_Page text:_
* START *
The Legend of Padmini
The earliest literary work to mention Rani Padmini by name is ‘Padmavat’, an epic poem written by Indian poet Malik Muhammad Jayasi in 1540 CE. According to this version of the story, Padmavati was the daughter of Gandharv Sen, the king of the Singhal kingdom (Sri Lanka).
She owned a talking parrot named Hiraman, but her father, who disliked her obsession with the bird, had ordered it to be killed. While the bird was able to fly away and save its life, it later fell into the hands of a bird catcher who sold it to a Brahmin.
Once the Brahmin brought the bird to Chittor, impressed by its ability to talk, the local king Ratan Sen purchased it from him. The parrot incessantly praised Padmavati’s heavenly beauty, which enamored the king who decided to embark on a quest to marry the princess.
The bird guided Ratan Sen and his 16,000 followers to Singhal, which they reached after crossing the seven seas. The king began ‘Tapasya’ in a temple which Padmavati visited after being informed by the parrot, but she left the temple without visiting him and regretted her decision once back in the palace.
Ratan Sen, who was about to immolate himself after learning that he missed the chance to meet the princess, was stopped by deities Shiva and Parvati who advised him to attack the royal fortress. He and his followers, still dressed as ascetics, were defeated and imprisoned, but as the king was about to be executed, his loyal bard revealed that he was the king of Chittor.
Gandharv Sen agreed to marry Padmavati to Ratan Sen and also arranged 16,000 ‘padmini’ (most desirable) women for his companions. As he began the return journey, the Ocean god created a devastating storm to punish him for his arrogance in winning over the most beautiful woman in the world.
Only Ratan Sen and Padmavati survived the storm, but were separated, during which time the daughter of the Ocean god, Lacchmi, appeared before the king disguised as Padmavati to test his love for her. After he passed the test, the Ocean god and his daughter united them and rewarded them with gifts.
* END *
_Records shown:_
* START *
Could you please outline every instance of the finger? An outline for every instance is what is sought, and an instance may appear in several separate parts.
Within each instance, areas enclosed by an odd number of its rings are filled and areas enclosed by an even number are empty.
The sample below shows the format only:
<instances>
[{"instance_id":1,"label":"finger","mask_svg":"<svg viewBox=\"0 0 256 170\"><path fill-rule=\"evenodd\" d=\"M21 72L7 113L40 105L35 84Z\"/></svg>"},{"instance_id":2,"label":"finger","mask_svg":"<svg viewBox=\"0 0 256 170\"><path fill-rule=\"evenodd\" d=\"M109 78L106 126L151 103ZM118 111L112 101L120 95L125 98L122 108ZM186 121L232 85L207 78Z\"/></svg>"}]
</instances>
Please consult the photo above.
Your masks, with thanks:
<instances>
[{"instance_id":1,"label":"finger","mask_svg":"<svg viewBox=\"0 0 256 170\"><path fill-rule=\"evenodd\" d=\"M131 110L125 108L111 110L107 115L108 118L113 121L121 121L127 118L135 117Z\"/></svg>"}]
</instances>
* END *
_To be done:_
Answer the following questions from the Padmini legend text.
(a) To whom did the bird catcher sell the parrot?
(b) Which deities stopped Ratan Sen from immolating himself?
(c) Who appeared before Ratan Sen disguised as Padmavati?

_Reply to the task:_
(a) A Brahmin.
(b) Shiva and Parvati.
(c) Lacchmi, the daughter of the Ocean god.